> [PROVIDED RECORDS]
****

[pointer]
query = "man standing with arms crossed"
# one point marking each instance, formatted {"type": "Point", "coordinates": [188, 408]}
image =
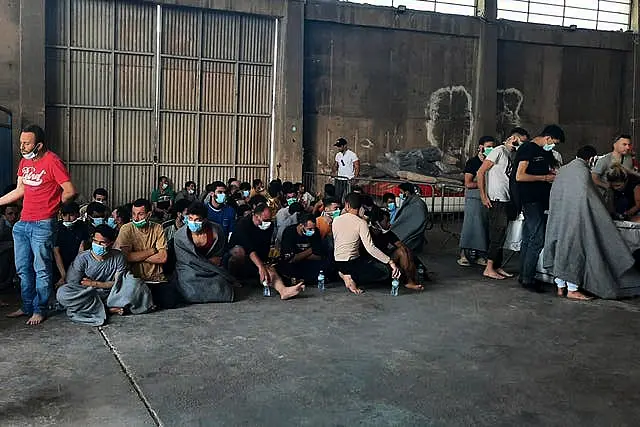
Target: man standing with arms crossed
{"type": "Point", "coordinates": [43, 183]}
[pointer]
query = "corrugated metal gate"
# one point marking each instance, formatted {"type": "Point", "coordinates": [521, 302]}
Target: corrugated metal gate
{"type": "Point", "coordinates": [135, 90]}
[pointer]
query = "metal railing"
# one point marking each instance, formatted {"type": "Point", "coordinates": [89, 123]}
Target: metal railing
{"type": "Point", "coordinates": [445, 201]}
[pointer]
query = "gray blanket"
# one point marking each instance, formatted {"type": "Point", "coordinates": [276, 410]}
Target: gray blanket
{"type": "Point", "coordinates": [411, 222]}
{"type": "Point", "coordinates": [475, 225]}
{"type": "Point", "coordinates": [86, 305]}
{"type": "Point", "coordinates": [582, 244]}
{"type": "Point", "coordinates": [199, 281]}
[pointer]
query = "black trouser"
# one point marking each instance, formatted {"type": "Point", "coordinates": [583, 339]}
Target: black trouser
{"type": "Point", "coordinates": [497, 231]}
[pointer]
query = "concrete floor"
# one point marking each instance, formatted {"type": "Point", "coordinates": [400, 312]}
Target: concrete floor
{"type": "Point", "coordinates": [465, 352]}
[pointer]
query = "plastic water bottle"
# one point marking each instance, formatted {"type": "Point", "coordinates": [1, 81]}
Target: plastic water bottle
{"type": "Point", "coordinates": [321, 280]}
{"type": "Point", "coordinates": [395, 285]}
{"type": "Point", "coordinates": [267, 289]}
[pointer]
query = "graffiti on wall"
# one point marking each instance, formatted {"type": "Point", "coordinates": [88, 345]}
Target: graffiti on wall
{"type": "Point", "coordinates": [450, 120]}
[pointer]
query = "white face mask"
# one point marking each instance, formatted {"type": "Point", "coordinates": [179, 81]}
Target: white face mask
{"type": "Point", "coordinates": [264, 225]}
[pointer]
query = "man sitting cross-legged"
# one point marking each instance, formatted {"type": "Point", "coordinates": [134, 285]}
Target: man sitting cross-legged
{"type": "Point", "coordinates": [349, 230]}
{"type": "Point", "coordinates": [386, 240]}
{"type": "Point", "coordinates": [250, 245]}
{"type": "Point", "coordinates": [199, 248]}
{"type": "Point", "coordinates": [144, 244]}
{"type": "Point", "coordinates": [97, 279]}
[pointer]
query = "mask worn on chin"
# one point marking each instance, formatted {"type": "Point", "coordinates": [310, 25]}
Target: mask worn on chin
{"type": "Point", "coordinates": [99, 250]}
{"type": "Point", "coordinates": [139, 224]}
{"type": "Point", "coordinates": [264, 225]}
{"type": "Point", "coordinates": [31, 155]}
{"type": "Point", "coordinates": [194, 226]}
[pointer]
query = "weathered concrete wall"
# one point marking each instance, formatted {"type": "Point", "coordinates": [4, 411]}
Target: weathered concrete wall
{"type": "Point", "coordinates": [384, 80]}
{"type": "Point", "coordinates": [385, 90]}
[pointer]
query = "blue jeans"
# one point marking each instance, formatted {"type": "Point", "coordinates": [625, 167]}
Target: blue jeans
{"type": "Point", "coordinates": [534, 227]}
{"type": "Point", "coordinates": [33, 249]}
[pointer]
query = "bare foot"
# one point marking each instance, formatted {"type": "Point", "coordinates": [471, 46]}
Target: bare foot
{"type": "Point", "coordinates": [36, 319]}
{"type": "Point", "coordinates": [492, 275]}
{"type": "Point", "coordinates": [503, 273]}
{"type": "Point", "coordinates": [414, 287]}
{"type": "Point", "coordinates": [291, 291]}
{"type": "Point", "coordinates": [17, 313]}
{"type": "Point", "coordinates": [578, 296]}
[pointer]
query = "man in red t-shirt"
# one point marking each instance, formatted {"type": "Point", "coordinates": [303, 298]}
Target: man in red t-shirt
{"type": "Point", "coordinates": [43, 183]}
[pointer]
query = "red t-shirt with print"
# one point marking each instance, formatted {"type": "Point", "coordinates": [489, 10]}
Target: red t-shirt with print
{"type": "Point", "coordinates": [42, 192]}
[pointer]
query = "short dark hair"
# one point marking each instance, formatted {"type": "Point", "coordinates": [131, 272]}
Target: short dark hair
{"type": "Point", "coordinates": [36, 130]}
{"type": "Point", "coordinates": [586, 152]}
{"type": "Point", "coordinates": [260, 208]}
{"type": "Point", "coordinates": [304, 218]}
{"type": "Point", "coordinates": [142, 203]}
{"type": "Point", "coordinates": [354, 200]}
{"type": "Point", "coordinates": [388, 196]}
{"type": "Point", "coordinates": [257, 200]}
{"type": "Point", "coordinates": [95, 207]}
{"type": "Point", "coordinates": [295, 207]}
{"type": "Point", "coordinates": [105, 231]}
{"type": "Point", "coordinates": [407, 186]}
{"type": "Point", "coordinates": [553, 131]}
{"type": "Point", "coordinates": [520, 131]}
{"type": "Point", "coordinates": [330, 190]}
{"type": "Point", "coordinates": [197, 208]}
{"type": "Point", "coordinates": [217, 184]}
{"type": "Point", "coordinates": [70, 208]}
{"type": "Point", "coordinates": [100, 192]}
{"type": "Point", "coordinates": [485, 139]}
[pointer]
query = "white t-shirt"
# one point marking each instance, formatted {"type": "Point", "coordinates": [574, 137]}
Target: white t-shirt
{"type": "Point", "coordinates": [345, 163]}
{"type": "Point", "coordinates": [498, 175]}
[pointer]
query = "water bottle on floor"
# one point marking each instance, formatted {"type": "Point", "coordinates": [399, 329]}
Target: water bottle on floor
{"type": "Point", "coordinates": [267, 289]}
{"type": "Point", "coordinates": [321, 280]}
{"type": "Point", "coordinates": [395, 285]}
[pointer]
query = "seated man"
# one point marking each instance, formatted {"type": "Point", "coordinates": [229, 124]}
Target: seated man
{"type": "Point", "coordinates": [199, 248]}
{"type": "Point", "coordinates": [302, 251]}
{"type": "Point", "coordinates": [285, 217]}
{"type": "Point", "coordinates": [218, 211]}
{"type": "Point", "coordinates": [97, 280]}
{"type": "Point", "coordinates": [582, 245]}
{"type": "Point", "coordinates": [145, 247]}
{"type": "Point", "coordinates": [71, 238]}
{"type": "Point", "coordinates": [412, 218]}
{"type": "Point", "coordinates": [250, 245]}
{"type": "Point", "coordinates": [385, 239]}
{"type": "Point", "coordinates": [624, 198]}
{"type": "Point", "coordinates": [10, 215]}
{"type": "Point", "coordinates": [349, 230]}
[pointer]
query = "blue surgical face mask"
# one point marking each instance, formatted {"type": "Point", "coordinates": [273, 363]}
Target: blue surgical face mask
{"type": "Point", "coordinates": [99, 250]}
{"type": "Point", "coordinates": [194, 226]}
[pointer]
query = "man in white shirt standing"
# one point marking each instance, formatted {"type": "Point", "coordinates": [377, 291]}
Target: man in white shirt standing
{"type": "Point", "coordinates": [493, 183]}
{"type": "Point", "coordinates": [347, 167]}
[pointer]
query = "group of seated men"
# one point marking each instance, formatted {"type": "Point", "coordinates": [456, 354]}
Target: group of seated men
{"type": "Point", "coordinates": [190, 248]}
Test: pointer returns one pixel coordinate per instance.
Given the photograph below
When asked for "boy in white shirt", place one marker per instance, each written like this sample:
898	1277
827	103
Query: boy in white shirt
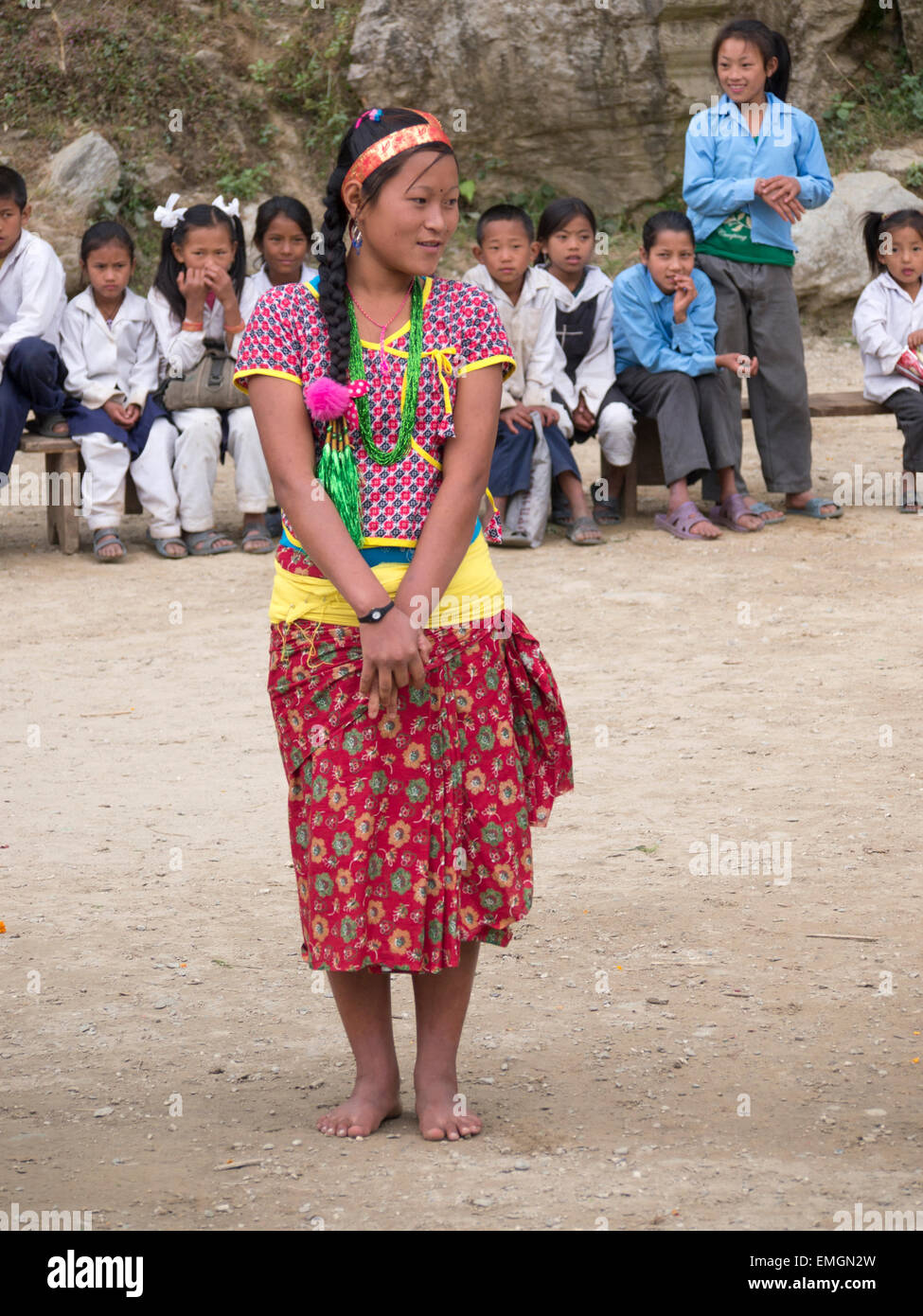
32	300
523	296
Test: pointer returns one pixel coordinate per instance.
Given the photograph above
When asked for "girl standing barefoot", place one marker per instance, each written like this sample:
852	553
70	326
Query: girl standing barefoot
420	726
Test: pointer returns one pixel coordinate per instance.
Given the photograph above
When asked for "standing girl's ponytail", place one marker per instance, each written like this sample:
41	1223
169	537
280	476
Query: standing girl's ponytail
369	128
772	44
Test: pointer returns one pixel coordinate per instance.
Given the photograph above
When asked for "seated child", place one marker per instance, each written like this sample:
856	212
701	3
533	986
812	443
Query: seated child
110	347
525	304
664	336
282	236
196	299
586	383
32	302
888	326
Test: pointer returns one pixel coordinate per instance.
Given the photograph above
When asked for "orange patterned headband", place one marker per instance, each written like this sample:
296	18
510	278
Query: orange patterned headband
394	144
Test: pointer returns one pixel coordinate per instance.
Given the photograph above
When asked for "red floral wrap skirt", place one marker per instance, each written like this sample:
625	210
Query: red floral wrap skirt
410	832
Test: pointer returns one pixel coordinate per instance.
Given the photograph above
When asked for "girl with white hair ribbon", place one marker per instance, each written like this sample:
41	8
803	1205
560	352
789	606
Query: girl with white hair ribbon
195	300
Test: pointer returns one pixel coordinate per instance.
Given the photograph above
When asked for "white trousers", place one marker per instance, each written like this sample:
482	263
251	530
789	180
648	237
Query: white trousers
103	489
616	434
196	462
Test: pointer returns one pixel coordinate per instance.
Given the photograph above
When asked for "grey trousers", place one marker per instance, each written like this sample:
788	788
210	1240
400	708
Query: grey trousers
757	313
694	418
908	405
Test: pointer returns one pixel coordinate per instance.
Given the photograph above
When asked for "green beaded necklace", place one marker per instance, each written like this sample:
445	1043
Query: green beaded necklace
382	455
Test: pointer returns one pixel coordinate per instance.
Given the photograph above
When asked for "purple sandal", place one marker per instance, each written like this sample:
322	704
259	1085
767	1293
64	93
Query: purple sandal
730	512
681	522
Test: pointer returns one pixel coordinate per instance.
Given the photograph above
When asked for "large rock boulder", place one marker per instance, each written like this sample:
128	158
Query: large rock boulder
83	171
831	267
592	98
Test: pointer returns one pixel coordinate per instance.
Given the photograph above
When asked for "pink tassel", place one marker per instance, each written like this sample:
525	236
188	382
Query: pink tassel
326	399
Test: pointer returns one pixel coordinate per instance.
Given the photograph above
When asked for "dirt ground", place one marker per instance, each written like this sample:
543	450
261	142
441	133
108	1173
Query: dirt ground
660	1046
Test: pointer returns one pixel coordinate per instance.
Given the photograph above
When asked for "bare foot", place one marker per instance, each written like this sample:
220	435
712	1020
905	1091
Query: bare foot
370	1102
441	1111
704	529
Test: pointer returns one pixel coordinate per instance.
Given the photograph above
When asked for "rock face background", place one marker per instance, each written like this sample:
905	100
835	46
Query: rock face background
593	97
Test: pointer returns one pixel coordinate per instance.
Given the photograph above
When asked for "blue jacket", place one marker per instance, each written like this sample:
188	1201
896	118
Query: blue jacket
723	162
643	328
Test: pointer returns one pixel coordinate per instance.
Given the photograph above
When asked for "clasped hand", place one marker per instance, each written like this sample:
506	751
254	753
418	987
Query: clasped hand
394	653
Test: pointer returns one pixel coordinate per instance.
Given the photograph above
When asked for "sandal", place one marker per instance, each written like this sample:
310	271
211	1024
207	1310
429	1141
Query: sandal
161	545
730	513
681	522
812	508
201	543
257	533
583	532
44	425
606	511
101	540
761	508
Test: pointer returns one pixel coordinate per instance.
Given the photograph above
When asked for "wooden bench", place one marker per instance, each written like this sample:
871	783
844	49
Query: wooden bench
63	468
648	469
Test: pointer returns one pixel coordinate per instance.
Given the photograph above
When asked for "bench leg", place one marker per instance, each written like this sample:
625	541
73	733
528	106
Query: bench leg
630	489
62	478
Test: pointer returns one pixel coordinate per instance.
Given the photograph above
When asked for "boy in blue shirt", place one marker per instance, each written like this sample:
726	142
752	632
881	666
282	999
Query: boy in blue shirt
32	303
664	337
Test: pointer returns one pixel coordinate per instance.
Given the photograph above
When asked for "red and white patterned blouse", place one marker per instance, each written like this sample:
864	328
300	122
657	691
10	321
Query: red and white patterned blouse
286	336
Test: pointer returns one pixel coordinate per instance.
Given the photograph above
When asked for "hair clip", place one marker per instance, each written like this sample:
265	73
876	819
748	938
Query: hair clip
166	216
231	208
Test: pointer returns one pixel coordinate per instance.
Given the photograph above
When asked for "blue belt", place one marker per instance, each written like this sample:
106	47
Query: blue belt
386	553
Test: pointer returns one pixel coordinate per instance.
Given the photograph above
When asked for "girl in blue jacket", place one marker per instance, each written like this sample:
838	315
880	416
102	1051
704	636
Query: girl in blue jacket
754	166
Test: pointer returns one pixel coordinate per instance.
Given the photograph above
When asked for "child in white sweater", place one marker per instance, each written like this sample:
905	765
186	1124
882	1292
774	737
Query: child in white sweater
110	347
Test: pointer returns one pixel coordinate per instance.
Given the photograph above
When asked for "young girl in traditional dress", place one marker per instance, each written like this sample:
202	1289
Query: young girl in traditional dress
282	235
586	385
195	300
420	726
110	347
754	166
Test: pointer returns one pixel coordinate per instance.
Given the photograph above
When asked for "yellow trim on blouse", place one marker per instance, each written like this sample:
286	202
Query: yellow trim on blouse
474	593
262	370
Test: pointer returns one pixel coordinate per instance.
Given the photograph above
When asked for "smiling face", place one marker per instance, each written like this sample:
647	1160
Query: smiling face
672	256
569	249
202	246
408	222
108	270
741	71
285	248
901	252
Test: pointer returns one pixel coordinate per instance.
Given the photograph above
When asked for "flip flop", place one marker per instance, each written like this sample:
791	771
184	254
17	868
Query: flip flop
761	508
103	539
681	522
812	508
581	524
44	425
252	535
730	512
202	543
161	546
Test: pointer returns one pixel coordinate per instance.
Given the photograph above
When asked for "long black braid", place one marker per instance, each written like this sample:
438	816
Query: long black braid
332	259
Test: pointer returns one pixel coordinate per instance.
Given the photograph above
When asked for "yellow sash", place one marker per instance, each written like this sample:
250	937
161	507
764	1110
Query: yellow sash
474	593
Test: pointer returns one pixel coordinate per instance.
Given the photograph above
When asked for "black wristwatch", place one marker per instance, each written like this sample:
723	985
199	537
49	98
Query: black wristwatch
377	614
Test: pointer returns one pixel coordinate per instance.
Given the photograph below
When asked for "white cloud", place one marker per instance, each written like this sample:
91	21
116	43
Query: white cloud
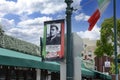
31	6
30	30
82	17
93	35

****

> [TASK]
Count the lines in the entries above that contain the word "blouse", and reply with only that number.

> [FULL OUTPUT]
4